§ **Input**

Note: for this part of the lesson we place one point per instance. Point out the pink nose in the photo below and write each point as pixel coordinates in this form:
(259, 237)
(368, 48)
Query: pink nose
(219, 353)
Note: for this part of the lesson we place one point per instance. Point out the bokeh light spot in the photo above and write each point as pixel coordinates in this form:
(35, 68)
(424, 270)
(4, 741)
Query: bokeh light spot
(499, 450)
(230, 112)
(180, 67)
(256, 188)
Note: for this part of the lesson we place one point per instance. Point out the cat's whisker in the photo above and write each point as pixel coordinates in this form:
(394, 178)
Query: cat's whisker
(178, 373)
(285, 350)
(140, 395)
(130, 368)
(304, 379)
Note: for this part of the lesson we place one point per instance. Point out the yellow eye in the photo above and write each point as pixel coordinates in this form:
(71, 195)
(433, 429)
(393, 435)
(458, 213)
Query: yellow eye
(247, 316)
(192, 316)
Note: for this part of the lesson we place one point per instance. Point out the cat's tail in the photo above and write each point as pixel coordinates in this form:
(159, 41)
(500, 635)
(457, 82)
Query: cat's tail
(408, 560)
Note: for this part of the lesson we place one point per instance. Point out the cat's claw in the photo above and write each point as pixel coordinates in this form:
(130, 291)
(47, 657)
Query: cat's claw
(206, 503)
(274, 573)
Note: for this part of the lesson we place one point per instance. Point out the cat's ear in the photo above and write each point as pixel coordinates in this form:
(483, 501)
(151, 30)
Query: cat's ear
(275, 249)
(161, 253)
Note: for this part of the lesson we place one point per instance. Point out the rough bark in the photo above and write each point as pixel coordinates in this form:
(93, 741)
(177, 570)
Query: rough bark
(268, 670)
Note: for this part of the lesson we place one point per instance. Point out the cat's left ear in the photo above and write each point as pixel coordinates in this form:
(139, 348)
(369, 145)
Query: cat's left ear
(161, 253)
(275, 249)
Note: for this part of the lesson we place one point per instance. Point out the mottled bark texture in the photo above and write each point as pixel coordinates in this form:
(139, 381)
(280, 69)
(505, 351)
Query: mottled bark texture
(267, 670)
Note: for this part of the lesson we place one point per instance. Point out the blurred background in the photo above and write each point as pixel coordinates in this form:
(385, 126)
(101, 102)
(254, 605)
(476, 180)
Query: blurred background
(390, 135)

§ **Task description**
Swap every "bark" for "wood" in the rows from the line containing "out the rough" through the last row, inclusive. Give back only those lines, with nothing else changed.

§ **Final result**
Note: for this part of the lesson we place one point per instance. Point out the rough wood in the photo above and write each point as pixel coordinates in this form:
(93, 741)
(177, 570)
Query: rough wood
(268, 670)
Note: for this part of the lesson we place one point per instance. Point out the cat's left ear in the photo above and write each point as pixel coordinates in this form:
(139, 348)
(369, 145)
Query: cat's left ear
(161, 253)
(275, 249)
Note: for this part of the lesson we place one point per instance. Point out the mottled wood texture in the photo above and write each point as pixel coordinates in this form:
(139, 381)
(280, 69)
(505, 351)
Query: mottled wood texture
(267, 670)
Note: for this part of the lesson we place one point per instance. Point out the blurred background in the photo above and write each point as pixel coordinates in this form:
(385, 126)
(101, 102)
(254, 605)
(476, 180)
Query: blurred background
(390, 135)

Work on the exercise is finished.